_Exercise brief_
Begin at the line below that contains "Identify a point for each instance of the wheel". Repeat it and all remaining lines of the records exactly.

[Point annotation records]
==================================================

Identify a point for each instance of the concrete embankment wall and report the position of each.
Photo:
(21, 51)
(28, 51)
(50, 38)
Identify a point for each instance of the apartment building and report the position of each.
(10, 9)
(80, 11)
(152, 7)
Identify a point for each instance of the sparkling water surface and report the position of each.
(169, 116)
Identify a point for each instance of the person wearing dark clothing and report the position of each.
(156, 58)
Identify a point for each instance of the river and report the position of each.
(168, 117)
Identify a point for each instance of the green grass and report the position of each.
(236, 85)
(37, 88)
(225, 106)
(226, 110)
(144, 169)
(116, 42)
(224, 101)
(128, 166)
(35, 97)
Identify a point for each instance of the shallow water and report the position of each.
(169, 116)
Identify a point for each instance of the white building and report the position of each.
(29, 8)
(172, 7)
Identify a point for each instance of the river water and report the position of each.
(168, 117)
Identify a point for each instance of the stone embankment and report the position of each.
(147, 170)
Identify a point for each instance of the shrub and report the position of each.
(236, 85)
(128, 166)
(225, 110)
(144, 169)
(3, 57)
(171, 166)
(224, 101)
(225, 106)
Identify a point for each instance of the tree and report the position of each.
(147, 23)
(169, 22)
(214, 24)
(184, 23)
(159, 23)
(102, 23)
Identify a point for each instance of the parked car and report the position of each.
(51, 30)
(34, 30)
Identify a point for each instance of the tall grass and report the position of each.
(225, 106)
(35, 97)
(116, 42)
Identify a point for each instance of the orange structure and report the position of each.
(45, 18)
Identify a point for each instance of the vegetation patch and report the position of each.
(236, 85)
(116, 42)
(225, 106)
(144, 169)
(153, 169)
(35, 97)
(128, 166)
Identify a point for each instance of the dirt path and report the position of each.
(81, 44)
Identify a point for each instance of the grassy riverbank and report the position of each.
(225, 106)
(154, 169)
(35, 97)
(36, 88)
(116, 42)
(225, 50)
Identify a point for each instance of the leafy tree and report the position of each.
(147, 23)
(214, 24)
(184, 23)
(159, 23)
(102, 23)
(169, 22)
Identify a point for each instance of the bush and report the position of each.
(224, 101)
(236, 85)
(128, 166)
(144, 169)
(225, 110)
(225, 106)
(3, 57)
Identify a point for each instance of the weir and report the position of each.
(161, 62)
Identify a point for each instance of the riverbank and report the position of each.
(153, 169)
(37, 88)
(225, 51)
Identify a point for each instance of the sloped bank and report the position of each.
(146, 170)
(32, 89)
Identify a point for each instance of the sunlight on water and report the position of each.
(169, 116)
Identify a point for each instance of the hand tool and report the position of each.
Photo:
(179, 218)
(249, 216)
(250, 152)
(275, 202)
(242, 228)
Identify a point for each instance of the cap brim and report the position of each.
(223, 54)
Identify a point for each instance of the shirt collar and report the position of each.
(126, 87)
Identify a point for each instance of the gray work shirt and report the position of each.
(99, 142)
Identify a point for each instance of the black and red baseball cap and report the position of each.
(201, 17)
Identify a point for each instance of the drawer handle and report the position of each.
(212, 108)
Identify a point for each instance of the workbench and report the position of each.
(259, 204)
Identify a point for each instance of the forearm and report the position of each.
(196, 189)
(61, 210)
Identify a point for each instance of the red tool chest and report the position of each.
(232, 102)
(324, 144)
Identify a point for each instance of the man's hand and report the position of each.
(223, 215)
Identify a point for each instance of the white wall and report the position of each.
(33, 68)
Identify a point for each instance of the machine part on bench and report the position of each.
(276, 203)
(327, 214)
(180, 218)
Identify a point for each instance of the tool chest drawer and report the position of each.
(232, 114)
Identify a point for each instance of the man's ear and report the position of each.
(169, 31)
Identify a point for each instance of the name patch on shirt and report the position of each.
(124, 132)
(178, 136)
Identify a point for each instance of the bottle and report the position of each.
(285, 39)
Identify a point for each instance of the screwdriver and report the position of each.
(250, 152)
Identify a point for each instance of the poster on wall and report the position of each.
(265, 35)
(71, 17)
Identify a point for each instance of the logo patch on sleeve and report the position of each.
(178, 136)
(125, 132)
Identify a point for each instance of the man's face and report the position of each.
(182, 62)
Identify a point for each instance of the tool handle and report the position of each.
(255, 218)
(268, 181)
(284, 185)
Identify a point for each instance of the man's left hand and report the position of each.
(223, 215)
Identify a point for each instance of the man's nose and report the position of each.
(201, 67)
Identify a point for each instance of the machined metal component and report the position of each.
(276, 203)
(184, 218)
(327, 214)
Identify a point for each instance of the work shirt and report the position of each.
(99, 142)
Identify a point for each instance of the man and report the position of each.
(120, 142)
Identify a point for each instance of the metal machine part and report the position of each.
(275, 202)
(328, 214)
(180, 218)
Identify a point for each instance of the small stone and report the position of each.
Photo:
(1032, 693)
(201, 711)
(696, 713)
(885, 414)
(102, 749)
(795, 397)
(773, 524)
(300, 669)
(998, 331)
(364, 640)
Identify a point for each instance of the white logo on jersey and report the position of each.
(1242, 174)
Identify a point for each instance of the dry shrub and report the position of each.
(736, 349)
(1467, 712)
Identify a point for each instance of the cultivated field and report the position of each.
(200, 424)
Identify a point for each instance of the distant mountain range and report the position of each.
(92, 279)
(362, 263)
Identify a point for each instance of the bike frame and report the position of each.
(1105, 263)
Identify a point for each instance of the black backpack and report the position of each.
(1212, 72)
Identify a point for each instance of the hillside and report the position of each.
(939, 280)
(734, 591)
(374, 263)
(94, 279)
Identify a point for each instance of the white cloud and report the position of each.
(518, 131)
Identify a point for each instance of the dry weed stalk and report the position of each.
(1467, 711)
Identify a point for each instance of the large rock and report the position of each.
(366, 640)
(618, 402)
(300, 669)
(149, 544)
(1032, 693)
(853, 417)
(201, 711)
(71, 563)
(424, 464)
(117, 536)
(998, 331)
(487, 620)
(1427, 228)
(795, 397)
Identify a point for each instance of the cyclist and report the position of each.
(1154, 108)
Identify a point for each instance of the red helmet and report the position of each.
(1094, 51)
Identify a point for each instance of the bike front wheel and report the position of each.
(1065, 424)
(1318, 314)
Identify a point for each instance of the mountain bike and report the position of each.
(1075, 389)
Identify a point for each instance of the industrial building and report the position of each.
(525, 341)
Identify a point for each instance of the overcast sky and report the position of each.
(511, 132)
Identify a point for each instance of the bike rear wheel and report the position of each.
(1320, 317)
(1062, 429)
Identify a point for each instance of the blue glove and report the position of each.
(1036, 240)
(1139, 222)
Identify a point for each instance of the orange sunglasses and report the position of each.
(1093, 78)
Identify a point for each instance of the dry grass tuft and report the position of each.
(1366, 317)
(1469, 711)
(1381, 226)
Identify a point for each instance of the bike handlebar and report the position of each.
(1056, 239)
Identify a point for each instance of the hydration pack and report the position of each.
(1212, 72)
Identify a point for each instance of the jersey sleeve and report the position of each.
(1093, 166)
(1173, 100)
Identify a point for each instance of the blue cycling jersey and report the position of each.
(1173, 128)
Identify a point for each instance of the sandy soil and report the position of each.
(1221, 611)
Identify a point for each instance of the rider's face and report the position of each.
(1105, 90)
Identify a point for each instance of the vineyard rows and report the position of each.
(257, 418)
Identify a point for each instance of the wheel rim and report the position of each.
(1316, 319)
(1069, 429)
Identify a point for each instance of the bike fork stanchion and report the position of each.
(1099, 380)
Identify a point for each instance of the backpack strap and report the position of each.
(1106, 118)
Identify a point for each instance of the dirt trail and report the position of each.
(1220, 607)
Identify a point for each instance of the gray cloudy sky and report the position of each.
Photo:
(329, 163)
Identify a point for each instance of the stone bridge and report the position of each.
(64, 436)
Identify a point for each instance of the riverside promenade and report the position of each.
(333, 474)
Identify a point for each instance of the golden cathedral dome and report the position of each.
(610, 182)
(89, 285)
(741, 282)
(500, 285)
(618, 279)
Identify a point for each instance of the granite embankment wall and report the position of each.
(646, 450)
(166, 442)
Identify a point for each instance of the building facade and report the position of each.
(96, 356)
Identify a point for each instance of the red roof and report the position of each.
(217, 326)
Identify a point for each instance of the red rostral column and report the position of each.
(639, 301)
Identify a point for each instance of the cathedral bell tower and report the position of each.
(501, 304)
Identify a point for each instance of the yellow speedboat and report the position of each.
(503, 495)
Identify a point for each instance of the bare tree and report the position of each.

==================================================

_Solution to this exercise_
Identify a point for each instance of the wheel rim and report the position of each.
(1316, 319)
(1069, 429)
Identify a point for each instance of the bike fork stanchion and report the position of each.
(1099, 380)
Identify a point for each instance of the backpack strap and report the position of each.
(1106, 118)
Identify a point for each instance of the dirt trail and report the position of each.
(1220, 607)
Identify a point for each instance of the gray cloudy sky and report the position of each.
Photo:
(329, 163)
Identify a point for each instance of the stone bridge and report the position of each.
(64, 436)
Identify a point for each instance of the riverside promenade and report the position of each.
(333, 474)
Identify a point for each instance of the golden cathedral dome and report the position of each.
(610, 182)
(89, 285)
(741, 282)
(500, 285)
(618, 279)
Identify a point for each instance of the granite embankment wall and report the position of each.
(646, 450)
(166, 442)
Identify a point for each instance of the building facade and report the position of each.
(96, 356)
Identify a point for each instance of the red roof and report the position of each.
(217, 326)
Identify a point for each instance of the red rostral column and report the position of each.
(639, 301)
Identify a point for each instance of the cathedral bell tower and report the position of each.
(501, 304)
Identify a point for each instance of the yellow speedboat and report the position of each.
(503, 495)
Identify a point for each instance of the bare tree and report the position of each.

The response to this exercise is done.